▶ [Task statement]: The answer must consist of the records below, repeated exactly.

▶ [Data for the task]:
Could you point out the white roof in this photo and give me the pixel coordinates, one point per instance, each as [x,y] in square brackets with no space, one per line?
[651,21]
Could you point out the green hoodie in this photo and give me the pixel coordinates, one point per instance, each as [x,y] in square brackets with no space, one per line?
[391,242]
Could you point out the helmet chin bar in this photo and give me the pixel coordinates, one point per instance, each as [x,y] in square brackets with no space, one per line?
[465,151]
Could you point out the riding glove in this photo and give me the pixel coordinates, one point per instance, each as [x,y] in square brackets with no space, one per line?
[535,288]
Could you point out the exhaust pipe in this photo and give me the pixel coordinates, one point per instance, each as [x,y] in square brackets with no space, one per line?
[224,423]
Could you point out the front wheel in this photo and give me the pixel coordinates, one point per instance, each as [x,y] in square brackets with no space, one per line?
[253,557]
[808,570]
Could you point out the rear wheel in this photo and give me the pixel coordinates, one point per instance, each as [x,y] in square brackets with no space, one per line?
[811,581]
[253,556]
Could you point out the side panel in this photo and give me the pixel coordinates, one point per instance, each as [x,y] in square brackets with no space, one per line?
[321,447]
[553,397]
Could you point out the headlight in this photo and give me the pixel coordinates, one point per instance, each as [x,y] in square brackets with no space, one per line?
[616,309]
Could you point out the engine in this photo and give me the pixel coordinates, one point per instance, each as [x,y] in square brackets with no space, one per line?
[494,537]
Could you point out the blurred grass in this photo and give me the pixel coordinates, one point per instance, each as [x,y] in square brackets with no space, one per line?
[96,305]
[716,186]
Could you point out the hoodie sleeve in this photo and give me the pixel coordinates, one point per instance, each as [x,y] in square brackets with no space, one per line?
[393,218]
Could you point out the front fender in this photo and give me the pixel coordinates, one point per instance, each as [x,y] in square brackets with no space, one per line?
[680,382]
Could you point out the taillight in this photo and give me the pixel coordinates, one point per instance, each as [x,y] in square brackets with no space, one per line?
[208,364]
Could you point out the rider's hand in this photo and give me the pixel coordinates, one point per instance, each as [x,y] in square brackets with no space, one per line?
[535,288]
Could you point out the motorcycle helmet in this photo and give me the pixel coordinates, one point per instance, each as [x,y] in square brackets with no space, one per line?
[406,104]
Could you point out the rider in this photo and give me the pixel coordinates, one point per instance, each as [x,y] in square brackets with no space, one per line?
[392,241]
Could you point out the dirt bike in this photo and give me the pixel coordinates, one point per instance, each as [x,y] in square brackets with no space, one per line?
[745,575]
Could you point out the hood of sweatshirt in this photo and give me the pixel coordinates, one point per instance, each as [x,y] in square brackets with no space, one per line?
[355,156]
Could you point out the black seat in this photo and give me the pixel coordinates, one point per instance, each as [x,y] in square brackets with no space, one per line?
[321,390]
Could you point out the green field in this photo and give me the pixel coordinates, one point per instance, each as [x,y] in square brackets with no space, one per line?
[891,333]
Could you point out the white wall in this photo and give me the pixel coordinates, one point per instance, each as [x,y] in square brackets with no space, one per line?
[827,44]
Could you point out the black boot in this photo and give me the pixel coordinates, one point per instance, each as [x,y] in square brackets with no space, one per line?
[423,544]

▶ [Exercise result]:
Could you point out the white roof in this photo and give me the pixel coordinates, one point per instance, each as [x,y] in square brackets with no space, one per line?
[651,21]
Could you point out the green hoodie in this photo and give me the pixel coordinates, one point per instance, each as [x,y] in square brackets with no space, one per line?
[391,242]
Could you point out the helmet chin bar in this photo and give me the pixel coordinates, one point per instance, each as [x,y] in square brackets with no space, one per line?
[465,151]
Could you point out the riding glove in this photo and give me the pixel coordinates, one point per instance, each as [x,y] in square brackets with no space, one per line?
[535,288]
Could you point out the exhaust pipe in this photo and give me the pixel coordinates, one point per instance, each as [x,y] in square brackets with no space, one per line?
[224,423]
Could you point out the front wheel in this photo and give me the pixel coordinates, one point per instance, each as [x,y] in square brackets with no space, one per line?
[253,557]
[808,570]
Could you point out the rear wheel in this photo and give me the pixel coordinates, one point per instance, each as [x,y] in square brackets with no space, one per line?
[811,581]
[253,556]
Could you point out the side panel in this photo and give me the pixel coordinates, one point per instance, each as [x,y] in square brackets with no space, one per line?
[321,447]
[553,397]
Could you point out the headlight in this photo and give me the pixel coordinates, one point per instance, each as [x,y] in square brackets with no space, one per line?
[616,309]
Could you point out the engine in this photo and give me the pixel coordinates, one point per instance, each as [x,y] in square brackets with no space, one per line?
[494,537]
Could you point out the blurred grass in this photo and give me the pixel coordinates, one point per instance, each as [x,y] in square brackets with no space, one per line?
[96,305]
[716,186]
Could you point out the hoodie sleeve in this photo and give me the pixel coordinates, one point per instance, each as [x,y] in square brackets with no space, one per line?
[393,218]
Could you point out the front fender in this photo and give me the pixel coordinates, one point per instance, each as [x,y] in square brackets with no space, one per line?
[680,382]
Could you point out the taillight in this photo and give me the pixel coordinates, one point per instance, each as [x,y] in square brackets with no space, one per line?
[208,364]
Could you point out the rider's hand in this photo and give me the pixel coordinates, one point per instance, each as [x,y] in square brackets with no space, one per line?
[535,288]
Could you point out the motorcycle helmet in this photo and give me the pixel coordinates, one point per instance, each as [x,y] in square brackets with no space, one per line?
[406,104]
Could you point out the rider in this photo and give me the pixel coordinates, one point per instance, each as [x,y] in square brackets with no space, one per line?
[392,241]
Could you point out the dirt bike in this photo and give me the pixel coordinates, one point per instance, each as [x,y] in square brackets with no space, one per line?
[745,575]
Could you point out the hood of sweatshirt in this photo and give me the pixel coordinates, one point per instance, each as [x,y] in square brackets with no space, one per line?
[355,156]
Could you point out the black seat in this photo and give me the pixel coordinates, one point per instance, each as [x,y] in square brackets with no space, one per line?
[321,390]
Could you point out the green field in this photo and give me the pixel coordinates, one point per instance, each as [x,y] in square brackets with no space, one per line?
[891,333]
Could you point out the white wall in this photo and give me the pixel coordinates, one point per instance, each as [x,y] in square brackets with no space, one per line?
[827,44]
Could you point out the black boot in this photo and give me the pixel coordinates, one point per instance, each as [x,y] in square brackets with no space, one per line?
[423,544]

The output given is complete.